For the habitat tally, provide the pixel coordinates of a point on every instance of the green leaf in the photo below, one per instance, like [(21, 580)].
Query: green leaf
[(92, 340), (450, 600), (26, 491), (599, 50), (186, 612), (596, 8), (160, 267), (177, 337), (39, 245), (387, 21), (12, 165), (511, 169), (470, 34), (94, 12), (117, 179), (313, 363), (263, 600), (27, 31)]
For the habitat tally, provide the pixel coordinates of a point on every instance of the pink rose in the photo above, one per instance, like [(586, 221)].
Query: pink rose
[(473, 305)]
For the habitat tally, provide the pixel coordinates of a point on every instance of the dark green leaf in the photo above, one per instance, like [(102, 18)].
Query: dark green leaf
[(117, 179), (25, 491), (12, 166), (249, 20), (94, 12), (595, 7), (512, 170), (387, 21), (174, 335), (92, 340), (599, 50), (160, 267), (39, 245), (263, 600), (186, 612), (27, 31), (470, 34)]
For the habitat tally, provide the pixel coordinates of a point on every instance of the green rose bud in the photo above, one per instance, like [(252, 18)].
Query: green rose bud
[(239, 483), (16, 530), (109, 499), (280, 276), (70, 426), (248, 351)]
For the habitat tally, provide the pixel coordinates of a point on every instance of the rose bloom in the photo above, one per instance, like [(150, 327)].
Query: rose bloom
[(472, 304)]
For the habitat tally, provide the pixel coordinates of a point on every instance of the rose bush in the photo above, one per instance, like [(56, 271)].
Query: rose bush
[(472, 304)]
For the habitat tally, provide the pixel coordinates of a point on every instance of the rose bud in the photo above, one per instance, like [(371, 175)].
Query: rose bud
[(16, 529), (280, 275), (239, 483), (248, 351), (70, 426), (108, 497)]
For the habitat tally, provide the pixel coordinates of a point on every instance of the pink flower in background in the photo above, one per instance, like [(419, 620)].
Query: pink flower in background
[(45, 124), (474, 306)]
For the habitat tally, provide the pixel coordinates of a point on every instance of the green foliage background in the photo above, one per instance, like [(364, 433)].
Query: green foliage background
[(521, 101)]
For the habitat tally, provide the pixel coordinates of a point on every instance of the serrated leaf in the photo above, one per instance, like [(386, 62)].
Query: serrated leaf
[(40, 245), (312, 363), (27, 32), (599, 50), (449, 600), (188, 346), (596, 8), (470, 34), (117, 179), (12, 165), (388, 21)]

□ □ □

# [Stated goal]
Restate the records, all of them, precisely as written.

# [Answer to this task]
For the habitat tally, provide the pixel coordinates of a point on every instance of the green leaf in the photo below, one per instance, like [(21, 580)].
Query: green leaf
[(92, 340), (450, 600), (26, 491), (599, 50), (186, 612), (596, 8), (160, 267), (177, 337), (39, 245), (387, 21), (12, 165), (511, 169), (470, 34), (94, 12), (117, 179), (313, 363), (263, 600), (27, 31)]
For the habitat tally, provide the pixel coordinates of a point on every instance of the pink rose in the photo above, one per instance, like [(586, 221)].
Query: pink rose
[(473, 305)]
For the habitat tally, provide the pixel coordinates of a point on every instance of the dark green leaf in the photo above, one per instance, like [(102, 18)].
Query: dark green leaf
[(117, 179), (25, 491), (12, 166), (249, 20), (94, 12), (595, 7), (512, 170), (387, 21), (174, 335), (92, 340), (599, 50), (160, 267), (39, 245), (263, 600), (186, 612), (27, 31), (470, 34)]
For the habitat tally, provide the pixel coordinates of a point on every instance of the green rose bud in the photo above, one per instance, like [(252, 18)].
Query: green rose bud
[(239, 483), (16, 530), (109, 499), (280, 276), (70, 426), (248, 351)]
For the habitat tally, provide the pixel coordinates of a point on every instance of the rose bloom in the photo above, one per instance, like [(150, 327)].
Query: rose bloom
[(472, 304)]
For the habitat tally, provide the pixel coordinates of a point on every instance of the rose bush in the photo above, one per instance, like [(56, 271)].
Query: rose bush
[(472, 304)]
For the habitat tally, provide the pixel coordinates of a point on every instance of the rose bud in the photo above, one per instance, like [(371, 175)].
Query: rose bud
[(16, 529), (280, 275), (239, 483), (248, 351), (70, 426), (108, 497)]
For the habitat tally, provide the pixel coordinates of a point on every instance of the pink flower in background in the photo above, one per instance, like [(419, 620)].
Query: pink flower in background
[(45, 124), (474, 306)]
For the habitat tally, provide the pixel coordinates of a point on every instance of the green foliage background in the photo above, one per instance, like [(364, 433)].
Query: green foliage background
[(521, 101)]
For the habitat tally, provide the pixel coordinates of a point on every instance of the serrated leaf in the photo above, one per instance, like [(386, 62)].
Query: serrated leaf
[(40, 245), (312, 363), (27, 32), (599, 50), (449, 600), (188, 346), (596, 8), (470, 34), (117, 179), (12, 165), (388, 21)]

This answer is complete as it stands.